TASK REQUIREMENTS ::
Which lines of the entries below contain the word "gray"? Find each one and copy it out in full.

DATA TO USE ::
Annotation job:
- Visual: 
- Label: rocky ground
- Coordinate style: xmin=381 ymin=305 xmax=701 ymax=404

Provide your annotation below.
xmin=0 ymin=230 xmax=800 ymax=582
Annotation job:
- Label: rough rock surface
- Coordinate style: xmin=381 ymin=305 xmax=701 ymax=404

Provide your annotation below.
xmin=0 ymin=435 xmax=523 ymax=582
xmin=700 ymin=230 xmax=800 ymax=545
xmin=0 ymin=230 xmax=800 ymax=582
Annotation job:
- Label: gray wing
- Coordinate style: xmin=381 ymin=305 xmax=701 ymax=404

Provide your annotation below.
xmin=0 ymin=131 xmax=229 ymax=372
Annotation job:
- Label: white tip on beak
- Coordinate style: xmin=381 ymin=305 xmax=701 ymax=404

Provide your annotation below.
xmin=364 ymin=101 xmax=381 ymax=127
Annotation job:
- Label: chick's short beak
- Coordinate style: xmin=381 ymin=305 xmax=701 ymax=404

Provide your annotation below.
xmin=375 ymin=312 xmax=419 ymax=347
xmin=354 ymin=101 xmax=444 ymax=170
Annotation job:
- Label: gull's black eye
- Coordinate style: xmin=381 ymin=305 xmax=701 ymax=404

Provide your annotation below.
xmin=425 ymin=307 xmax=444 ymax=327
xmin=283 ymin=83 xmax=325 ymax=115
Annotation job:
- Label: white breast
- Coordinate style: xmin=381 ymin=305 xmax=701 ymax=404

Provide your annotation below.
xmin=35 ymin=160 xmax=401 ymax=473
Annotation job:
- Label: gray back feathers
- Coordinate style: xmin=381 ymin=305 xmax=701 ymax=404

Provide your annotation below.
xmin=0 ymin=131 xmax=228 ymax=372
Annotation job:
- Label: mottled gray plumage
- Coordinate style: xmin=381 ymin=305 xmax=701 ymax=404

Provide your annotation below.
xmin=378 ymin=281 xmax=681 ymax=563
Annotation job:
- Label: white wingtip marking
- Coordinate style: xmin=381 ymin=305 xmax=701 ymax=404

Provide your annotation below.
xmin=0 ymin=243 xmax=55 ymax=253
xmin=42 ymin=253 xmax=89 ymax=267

ANSWER TO THIS TASK ::
- Label: gray wing
- Label: gray back feathers
- Label: mottled gray plumage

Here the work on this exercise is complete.